▶ _Passage_
Written text is important – it is the vehicle for flourishing in all sectors of a country’s development, from formal education to governance to rule of law to reconciliation to business to health, so on and so forth. Complex ideas simply cannot be expressed only through the oral form – they require lengthy sentences and secondary clauses, and the ability to look back through pages. There is a reason that university students in developed countries spend significantly more time in libraries reading rather than in lecture halls listening to professors. Simply put, there can be no advanced content transmitted without a written language that allows for that transmission. And the content necessary for development certainly is advanced! I. Context of Cambodia and these Developing Countries Several attributes contribute to the language deficit in Cambodia and other developing countries.

▶ _Given entries_

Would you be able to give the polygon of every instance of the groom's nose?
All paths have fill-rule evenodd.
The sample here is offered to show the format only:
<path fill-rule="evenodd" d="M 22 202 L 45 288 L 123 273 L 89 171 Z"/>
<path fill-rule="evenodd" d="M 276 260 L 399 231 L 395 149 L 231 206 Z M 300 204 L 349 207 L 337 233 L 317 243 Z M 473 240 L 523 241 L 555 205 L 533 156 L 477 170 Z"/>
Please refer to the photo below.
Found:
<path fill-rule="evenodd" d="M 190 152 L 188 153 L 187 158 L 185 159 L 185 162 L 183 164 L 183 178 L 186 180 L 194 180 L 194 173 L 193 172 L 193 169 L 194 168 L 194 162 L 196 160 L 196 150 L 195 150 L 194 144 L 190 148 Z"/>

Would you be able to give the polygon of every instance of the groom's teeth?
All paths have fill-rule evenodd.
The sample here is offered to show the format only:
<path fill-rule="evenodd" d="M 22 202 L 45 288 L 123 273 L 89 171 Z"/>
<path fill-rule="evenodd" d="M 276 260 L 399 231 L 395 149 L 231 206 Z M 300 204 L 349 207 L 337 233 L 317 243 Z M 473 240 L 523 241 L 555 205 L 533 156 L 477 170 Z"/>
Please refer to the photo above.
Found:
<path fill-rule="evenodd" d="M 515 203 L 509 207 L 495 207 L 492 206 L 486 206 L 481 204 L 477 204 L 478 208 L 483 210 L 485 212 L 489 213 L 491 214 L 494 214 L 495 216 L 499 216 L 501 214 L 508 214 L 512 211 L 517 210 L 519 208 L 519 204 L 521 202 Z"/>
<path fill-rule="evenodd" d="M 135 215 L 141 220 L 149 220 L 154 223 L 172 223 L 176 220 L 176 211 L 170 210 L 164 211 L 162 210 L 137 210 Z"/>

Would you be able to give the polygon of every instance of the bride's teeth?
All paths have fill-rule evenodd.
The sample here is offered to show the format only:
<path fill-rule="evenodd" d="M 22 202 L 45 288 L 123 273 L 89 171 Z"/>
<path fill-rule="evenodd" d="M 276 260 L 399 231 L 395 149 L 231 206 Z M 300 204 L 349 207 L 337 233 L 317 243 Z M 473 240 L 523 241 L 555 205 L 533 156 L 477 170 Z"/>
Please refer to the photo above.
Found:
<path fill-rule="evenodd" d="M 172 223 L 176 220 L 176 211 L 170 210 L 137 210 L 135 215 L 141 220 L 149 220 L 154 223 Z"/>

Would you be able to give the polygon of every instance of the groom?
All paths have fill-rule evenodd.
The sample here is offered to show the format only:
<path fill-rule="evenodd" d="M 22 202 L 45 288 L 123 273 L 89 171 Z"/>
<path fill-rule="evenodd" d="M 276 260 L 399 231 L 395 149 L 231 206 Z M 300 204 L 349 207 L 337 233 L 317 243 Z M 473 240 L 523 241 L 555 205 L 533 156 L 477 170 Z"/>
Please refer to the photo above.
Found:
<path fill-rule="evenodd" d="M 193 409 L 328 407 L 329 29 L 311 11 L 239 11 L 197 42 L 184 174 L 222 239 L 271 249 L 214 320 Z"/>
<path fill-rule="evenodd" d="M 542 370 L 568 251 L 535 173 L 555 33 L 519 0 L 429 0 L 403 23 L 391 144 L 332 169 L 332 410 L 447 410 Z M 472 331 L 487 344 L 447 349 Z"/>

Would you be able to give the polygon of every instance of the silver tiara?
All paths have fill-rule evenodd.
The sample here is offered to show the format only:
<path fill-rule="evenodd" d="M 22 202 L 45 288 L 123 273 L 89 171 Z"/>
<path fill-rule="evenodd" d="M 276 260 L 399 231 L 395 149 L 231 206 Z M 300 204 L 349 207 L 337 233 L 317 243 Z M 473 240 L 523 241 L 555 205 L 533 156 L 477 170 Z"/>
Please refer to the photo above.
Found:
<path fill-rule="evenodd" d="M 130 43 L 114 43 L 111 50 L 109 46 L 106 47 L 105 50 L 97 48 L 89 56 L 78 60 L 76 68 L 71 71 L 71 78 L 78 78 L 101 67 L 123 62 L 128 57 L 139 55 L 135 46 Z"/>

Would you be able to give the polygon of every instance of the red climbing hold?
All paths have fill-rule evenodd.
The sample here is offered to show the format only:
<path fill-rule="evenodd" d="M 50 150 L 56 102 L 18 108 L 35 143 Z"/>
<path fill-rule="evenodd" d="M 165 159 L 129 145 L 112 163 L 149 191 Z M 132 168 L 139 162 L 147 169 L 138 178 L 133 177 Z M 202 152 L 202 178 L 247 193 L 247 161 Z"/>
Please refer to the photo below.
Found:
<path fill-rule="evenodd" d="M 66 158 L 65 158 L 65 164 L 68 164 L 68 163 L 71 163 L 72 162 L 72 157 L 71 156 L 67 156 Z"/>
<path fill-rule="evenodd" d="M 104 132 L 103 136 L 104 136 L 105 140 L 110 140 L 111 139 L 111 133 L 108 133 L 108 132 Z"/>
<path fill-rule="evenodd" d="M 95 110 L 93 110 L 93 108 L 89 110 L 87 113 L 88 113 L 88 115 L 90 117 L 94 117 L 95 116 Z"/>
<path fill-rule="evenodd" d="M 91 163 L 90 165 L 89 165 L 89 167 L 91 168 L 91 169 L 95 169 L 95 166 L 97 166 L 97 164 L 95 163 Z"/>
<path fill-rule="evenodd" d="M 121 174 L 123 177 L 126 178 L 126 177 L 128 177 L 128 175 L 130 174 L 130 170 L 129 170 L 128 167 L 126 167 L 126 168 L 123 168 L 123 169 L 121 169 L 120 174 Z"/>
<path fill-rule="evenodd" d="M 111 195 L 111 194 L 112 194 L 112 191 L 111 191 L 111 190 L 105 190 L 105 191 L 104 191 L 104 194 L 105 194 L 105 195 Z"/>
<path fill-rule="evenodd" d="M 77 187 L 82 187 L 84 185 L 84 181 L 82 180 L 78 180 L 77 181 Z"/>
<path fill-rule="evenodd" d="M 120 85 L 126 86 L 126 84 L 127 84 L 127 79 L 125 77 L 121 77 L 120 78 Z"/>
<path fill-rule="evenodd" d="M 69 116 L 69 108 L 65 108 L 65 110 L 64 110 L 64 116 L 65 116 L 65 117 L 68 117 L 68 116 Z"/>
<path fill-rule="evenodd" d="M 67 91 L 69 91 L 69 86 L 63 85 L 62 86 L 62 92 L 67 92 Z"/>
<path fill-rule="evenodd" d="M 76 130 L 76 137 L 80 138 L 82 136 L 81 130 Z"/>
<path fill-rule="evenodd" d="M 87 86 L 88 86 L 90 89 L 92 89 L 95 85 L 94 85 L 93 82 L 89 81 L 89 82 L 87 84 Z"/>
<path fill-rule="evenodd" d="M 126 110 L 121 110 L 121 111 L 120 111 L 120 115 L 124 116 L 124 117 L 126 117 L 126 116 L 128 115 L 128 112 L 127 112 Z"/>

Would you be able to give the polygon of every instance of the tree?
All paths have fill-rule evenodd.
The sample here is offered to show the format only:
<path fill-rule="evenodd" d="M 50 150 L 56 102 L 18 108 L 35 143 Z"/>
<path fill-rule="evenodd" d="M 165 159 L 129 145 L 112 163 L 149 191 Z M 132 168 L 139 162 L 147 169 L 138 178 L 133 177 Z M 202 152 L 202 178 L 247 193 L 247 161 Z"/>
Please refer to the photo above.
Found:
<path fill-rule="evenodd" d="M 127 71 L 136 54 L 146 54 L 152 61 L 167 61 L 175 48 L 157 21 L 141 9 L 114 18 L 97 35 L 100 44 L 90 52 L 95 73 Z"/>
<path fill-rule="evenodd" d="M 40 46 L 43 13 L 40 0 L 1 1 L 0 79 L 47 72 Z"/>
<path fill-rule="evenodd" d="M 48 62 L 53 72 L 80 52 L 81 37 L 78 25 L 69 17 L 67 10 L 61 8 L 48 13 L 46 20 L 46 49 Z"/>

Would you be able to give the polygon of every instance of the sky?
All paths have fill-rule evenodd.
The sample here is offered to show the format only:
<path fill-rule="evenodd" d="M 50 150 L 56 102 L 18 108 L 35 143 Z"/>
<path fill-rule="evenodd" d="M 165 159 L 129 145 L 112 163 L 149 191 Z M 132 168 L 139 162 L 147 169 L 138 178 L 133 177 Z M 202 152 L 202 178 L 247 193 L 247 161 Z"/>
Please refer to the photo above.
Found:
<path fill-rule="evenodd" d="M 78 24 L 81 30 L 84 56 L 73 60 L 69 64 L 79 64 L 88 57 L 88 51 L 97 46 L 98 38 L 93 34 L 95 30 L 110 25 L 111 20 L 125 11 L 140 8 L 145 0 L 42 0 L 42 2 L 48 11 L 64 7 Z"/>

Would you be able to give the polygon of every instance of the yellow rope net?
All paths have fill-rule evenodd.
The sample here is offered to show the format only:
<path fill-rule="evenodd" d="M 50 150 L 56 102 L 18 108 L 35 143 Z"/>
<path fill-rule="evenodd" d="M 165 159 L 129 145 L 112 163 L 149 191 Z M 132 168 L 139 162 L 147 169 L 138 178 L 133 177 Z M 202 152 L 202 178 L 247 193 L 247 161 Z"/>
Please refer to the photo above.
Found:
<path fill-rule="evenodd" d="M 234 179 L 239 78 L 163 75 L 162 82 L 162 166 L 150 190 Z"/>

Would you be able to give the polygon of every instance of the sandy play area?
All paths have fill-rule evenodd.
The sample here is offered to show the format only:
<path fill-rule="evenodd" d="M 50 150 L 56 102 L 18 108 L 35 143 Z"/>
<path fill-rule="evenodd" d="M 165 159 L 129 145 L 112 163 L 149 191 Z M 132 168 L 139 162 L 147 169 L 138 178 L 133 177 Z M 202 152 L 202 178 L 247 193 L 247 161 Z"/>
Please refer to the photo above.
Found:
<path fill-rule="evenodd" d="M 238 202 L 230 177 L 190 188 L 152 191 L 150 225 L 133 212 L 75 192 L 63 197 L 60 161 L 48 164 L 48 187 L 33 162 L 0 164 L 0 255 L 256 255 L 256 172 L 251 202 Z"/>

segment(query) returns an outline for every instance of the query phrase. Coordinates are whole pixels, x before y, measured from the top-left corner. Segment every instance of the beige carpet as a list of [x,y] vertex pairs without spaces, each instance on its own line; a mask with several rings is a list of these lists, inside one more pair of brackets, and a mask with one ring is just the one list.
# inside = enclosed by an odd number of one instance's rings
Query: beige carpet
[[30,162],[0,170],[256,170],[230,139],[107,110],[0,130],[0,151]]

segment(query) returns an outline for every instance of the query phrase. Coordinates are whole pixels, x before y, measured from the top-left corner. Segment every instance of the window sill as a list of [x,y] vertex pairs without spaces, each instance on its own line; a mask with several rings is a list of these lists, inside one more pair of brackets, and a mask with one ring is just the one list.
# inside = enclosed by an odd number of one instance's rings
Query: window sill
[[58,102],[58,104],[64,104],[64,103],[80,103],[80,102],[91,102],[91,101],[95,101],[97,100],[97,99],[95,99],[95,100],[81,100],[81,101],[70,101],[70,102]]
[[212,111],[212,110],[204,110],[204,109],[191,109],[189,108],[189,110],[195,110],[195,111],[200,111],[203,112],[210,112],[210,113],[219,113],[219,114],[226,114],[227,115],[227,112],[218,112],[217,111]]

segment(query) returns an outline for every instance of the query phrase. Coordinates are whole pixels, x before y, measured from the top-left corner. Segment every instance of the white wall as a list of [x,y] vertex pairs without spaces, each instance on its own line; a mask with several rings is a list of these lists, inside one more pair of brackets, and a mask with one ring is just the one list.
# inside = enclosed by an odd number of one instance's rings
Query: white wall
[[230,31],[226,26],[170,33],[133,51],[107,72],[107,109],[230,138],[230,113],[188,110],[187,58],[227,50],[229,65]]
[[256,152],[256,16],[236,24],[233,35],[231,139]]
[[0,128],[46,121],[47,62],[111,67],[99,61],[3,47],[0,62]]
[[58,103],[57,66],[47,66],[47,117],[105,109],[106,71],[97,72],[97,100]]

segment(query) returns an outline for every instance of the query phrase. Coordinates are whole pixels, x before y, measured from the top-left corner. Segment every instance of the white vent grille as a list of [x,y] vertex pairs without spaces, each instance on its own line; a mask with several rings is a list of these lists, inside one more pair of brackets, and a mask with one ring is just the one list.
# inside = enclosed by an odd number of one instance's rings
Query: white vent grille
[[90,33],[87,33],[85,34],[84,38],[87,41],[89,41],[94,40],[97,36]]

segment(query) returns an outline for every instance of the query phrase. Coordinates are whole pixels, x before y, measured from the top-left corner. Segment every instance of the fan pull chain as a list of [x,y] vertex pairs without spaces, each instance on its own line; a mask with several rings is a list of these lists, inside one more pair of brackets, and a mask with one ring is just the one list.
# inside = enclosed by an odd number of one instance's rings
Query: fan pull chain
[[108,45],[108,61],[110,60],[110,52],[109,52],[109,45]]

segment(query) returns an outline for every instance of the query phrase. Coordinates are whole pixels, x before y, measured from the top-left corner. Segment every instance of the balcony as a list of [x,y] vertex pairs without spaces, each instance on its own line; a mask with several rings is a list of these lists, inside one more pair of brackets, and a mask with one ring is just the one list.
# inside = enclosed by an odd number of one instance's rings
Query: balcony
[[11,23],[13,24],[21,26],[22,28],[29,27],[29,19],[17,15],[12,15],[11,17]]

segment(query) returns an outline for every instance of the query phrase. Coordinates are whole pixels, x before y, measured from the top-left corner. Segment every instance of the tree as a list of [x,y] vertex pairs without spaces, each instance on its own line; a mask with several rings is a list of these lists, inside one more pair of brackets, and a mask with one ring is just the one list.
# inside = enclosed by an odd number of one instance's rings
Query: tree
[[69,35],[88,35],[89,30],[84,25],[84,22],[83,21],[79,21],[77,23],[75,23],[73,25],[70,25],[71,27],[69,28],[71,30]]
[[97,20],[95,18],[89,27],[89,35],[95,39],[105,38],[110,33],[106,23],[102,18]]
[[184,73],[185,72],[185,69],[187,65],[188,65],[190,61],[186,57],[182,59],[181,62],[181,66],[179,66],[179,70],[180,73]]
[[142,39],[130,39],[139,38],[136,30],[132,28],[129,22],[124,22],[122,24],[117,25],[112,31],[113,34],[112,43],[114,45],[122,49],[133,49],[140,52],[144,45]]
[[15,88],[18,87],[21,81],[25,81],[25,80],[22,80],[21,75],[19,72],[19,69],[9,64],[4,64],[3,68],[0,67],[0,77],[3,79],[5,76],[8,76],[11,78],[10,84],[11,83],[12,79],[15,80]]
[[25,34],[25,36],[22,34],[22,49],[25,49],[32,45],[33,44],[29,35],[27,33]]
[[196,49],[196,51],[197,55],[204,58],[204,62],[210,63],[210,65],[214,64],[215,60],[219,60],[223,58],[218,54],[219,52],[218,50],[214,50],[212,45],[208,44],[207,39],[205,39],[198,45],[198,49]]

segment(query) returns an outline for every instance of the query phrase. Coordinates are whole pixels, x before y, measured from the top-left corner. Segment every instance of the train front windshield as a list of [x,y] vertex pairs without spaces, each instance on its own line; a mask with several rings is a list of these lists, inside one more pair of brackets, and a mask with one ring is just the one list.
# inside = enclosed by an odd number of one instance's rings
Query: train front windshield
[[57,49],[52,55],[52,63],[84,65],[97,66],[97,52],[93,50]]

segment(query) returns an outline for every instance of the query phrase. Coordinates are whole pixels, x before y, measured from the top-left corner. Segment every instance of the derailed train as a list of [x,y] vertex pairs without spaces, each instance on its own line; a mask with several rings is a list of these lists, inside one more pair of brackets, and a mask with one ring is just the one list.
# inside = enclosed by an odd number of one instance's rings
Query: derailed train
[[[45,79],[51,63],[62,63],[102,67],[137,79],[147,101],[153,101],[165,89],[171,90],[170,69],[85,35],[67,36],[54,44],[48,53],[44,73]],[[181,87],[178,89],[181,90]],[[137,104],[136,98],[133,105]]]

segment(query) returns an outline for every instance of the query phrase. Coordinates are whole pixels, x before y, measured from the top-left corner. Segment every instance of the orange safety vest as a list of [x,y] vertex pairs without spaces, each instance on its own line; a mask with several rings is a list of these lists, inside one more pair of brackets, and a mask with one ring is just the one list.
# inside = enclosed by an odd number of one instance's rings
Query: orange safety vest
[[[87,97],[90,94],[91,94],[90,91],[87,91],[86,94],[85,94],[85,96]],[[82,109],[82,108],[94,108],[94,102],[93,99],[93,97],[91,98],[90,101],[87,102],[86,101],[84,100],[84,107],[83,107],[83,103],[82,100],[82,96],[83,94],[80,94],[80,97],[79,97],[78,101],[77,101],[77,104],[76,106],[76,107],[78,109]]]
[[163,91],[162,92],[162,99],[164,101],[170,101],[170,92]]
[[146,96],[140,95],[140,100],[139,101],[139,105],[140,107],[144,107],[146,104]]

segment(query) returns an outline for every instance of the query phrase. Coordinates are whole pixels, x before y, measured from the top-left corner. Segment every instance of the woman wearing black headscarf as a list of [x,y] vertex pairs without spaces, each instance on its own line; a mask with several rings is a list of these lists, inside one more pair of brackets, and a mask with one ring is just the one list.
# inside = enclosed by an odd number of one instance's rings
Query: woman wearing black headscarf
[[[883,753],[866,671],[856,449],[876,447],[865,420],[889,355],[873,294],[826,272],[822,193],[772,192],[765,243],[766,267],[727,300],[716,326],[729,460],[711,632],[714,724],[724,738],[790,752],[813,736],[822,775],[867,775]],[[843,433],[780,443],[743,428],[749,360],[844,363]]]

▶ _Written request A_
Answer these questions from the passage on written language and development:
(i) What does the passage say complex ideas require?
(ii) Where do university students in developed countries spend significantly more time?
(iii) Which country is named in the section heading?
▶ _Written request B_
Continue the passage on written language and development in Cambodia, starting after its last sentence.

▶ _Task answer A_
(i) Lengthy sentences and secondary clauses, and the ability to look back through pages.
(ii) In libraries reading, rather than in lecture halls listening to professors.
(iii) Cambodia.

▶ _Task answer B_
First, these countries have a fragmented political history. In the case of Cambodia, our political history is disrupted every 20 or 30 years. Since the lost civilization of Angkor, we experienced French colonialism, interrupted briefly by Japanese occupation, followed by the upheaval of independence and civil wars, leading to the republic replacing the monarchy, followed by the four years of near-complete decimation by the Khmer Rouge, followed by 10 years of Vietnamese occupation, before the past 20-plus years of the current fragile democracy of hodgepodge systems. All to say, the discontinuity of Cambodia’s history could not and did not provide the right environment for language development. Second, these countries have a poor education system, and thus have an extremely limited educated class and members of the intelligentsia tend to be pulled into politics, are killed off or exiled, or are not in the field of language development. Related, the diverse expertise of culture, linguistics and history needed for a committee to develop language rarely exist and certainly do not flourish with political disruption every other decade. Third, the policymakers in education tend to function in a developed language (English, French, Spanish, Arabic, German, etc), usually English, and thus their entry point into education policymaking is too advanced. One of the development sectors normally associated with language is formal education. Currently, when education policies in developing countries like Cambodia are developed and implemented they tend to focus on physical infrastructure of schools, books, transportation or access for girls and teachers’ salaries. What is completely taken for granted and amiss is the focus on functionality, comprehension, and ease of reading of the local language.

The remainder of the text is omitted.